> _Set exercise 1_:
For the discussion below about worker threads that hang after fetch, decide whether each statement agrees with it, answering yes or no and quoting the deciding words: (a) running 100 rounds with undici.request caused the issue; (b) swapping worker_threads for child_process made the issue go away; (c) the issue was reproduced on an Apple M2 Air.
> _Set exercise 2_:
Extend the discussion below about worker threads that hang after fetch, starting right after its last line.

> _Quoted text_:
- - - - - - -

Mar 26 '23 16:03 ronag

@jasnell How is createBrotliDecompress keeping a ref that stops shutdown?

Mar 26 '23 16:03 ronag

@KhafraDev any ideas?

Mar 26 '23 17:03 ronag

Can you repro with just undici.request? Is this a fetch specific issue?

undici.request does not cause this issue. Tested by running 100 rounds with request() successfully. The fetch() case causes the issue after 10 rounds on my laptop.

Mar 26 '23 17:03 AriPerkkio

And now I can't reproduce it. 😢

Mar 26 '23 17:03 ronag

I was hoping this wouldn't come up 😐. I've had this issue in the past, no idea how to debug it or even cause it. It might be an issue with web readable streams (ie. something like https://github.com/nodejs/node/issues/44985?), but I'm unsure.

If it is an issue with zlib, that'd make sense at least. request doesn't decompress the body so you'd only experience it in fetch (such as this issue).

Mar 26 '23 17:03 KhafraDev

And now I can't reproduce it. 😢

This reproduction case is a bit flaky. You may need to add more parallel requests or increase the const ROUNDS to make workers stuck. I guess it's also possible the API sets some request limit if you run the script constantly. I think the issue comes up when CPU load is high enough so maybe add some expensive task, like zipping a file, on background. I'm using Apple M2 Air and can reproduce the issue easily.

Are there any work-arounds available for now? How could we make the main thread force the workers to terminate when worker.terminate() and process.exit() are not enough? The worker.terminate() does something to workers, since they are no longer responding to worker.postMessage calls but they are still somewhere stuck.

Mar 27 '23 06:03 AriPerkkio

It should be noted that the worker.terminate docs explicitly say that it will "[s]top all JavaScript execution in the worker thread as soon as possible". There's no guarantee that it'll actually close the worker if there is a resource (seemingly a stream from the debugging above) still ref'd.

Do you notice this issue if you run tests sequentially? We run hundreds of fetch tests in workers w/o issue, but one at a time. We noticed some issues with sockets staying open (not because of fetch) when running in parallel, but this could be a similar issue?

Mar 28 '23 18:03 KhafraDev

[...] docs explicitly say that it will "[s]top all JavaScript execution in the worker thread as soon as possible". There's no guarantee that it'll actually close the worker if there is a resource (seemingly a stream from the debugging above) still ref'd.

Yes, worker.terminate is likely working correctly. I would expect that once await fetch() has resolved, it would not leave any active resources in the background. By reaching the end of worker file I would expect all JavaScript to have been run. But fetch seems to have some side effect here.

Also when I replace worker_threads with child_process this issue does not happen. And when I use worker_threads and replace undici with node-fetch, this issue does not happen.

Do you notice this issue if you run tests sequentially?

- - - - - - -

> _Dataset content_:
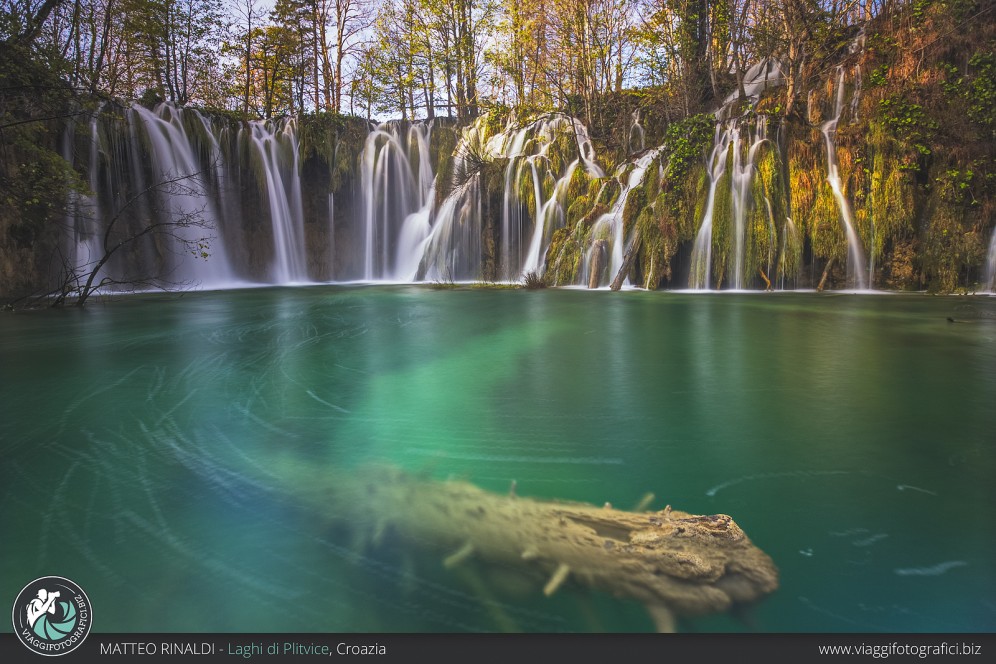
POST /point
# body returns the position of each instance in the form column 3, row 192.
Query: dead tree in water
column 676, row 564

- - - - - - -

> _Final result 1_:
(a) No: "undici.request does not cause this issue. Tested by running 100 rounds with request() successfully."
(b) Yes: "Also when I replace worker_threads with child_process this issue does not happen."
(c) Yes: "I'm using Apple M2 Air and can reproduce the issue easily."

> _Final result 2_:
The issue comes up even when only a single worker is used. But if worker fires fetch calls sequentially instead of parallel with Promise.all it does not come up. Also those sequential fetch calls seem to be much faster than parallel ones.

We run hundreds of fetch tests in workers w/o issue, but one at a time.

Here is failing test case: https://github.com/nodejs/undici/pull/2032

Mar 29 '23 08:03 AriPerkkio

That test case isn't failing on my machine (both windows and ubuntu, using node v19.8.1).

Mar 29 '23 17:03 KhafraDev

Sure, the point was that it fails the CI: https://github.com/nodejs/undici/actions/runs/4551655590/jobs/8026203674#step:14:12832. CI should be used as reference instead of developer machines. It's much easier to reproduce the issue constantly that way.

Mar 29 '23 18:03 AriPerkkio

Failing, yes, but it's hard to fix an issue that can't be debugged locally.

Decompressing the body has a... pretty large number of issues that I can see. I wouldn't be surprised if createBrotliDecompress is causing issues, as it's the central cause of another issue that's hard to debug. Actually, looking at the code in #2032, spacexdata is sending us a br content-encoding header too.

If we take a look at https://github.com/node-fetch/node-fetch/blob/e87b093fd678a9ea39c5b17b2a1bdfc4691eedc7/src/index.js#L277-L366 (which is how node-fetch decompresses the body), it's more or less identical to what undici is doing in this instance. I'm unsure as to what exactly is causing it to hang here, and not node-fetch, unless of course it's not an issue with zlib, but something else?

Mar 29 '23 18:03 KhafraDev

I've been experiencing this as well, random hangs that only reproduce on Linux and never on macOS. The one time where I oberved it interactively in a Vagrant VM, I observed 200% CPU usage and the process was completely stuck somewhere and did not even accept SIGINT via keyboard.

There were no brotli-encoded responses involved, all responses were uncompressed and were coming from local node.js server.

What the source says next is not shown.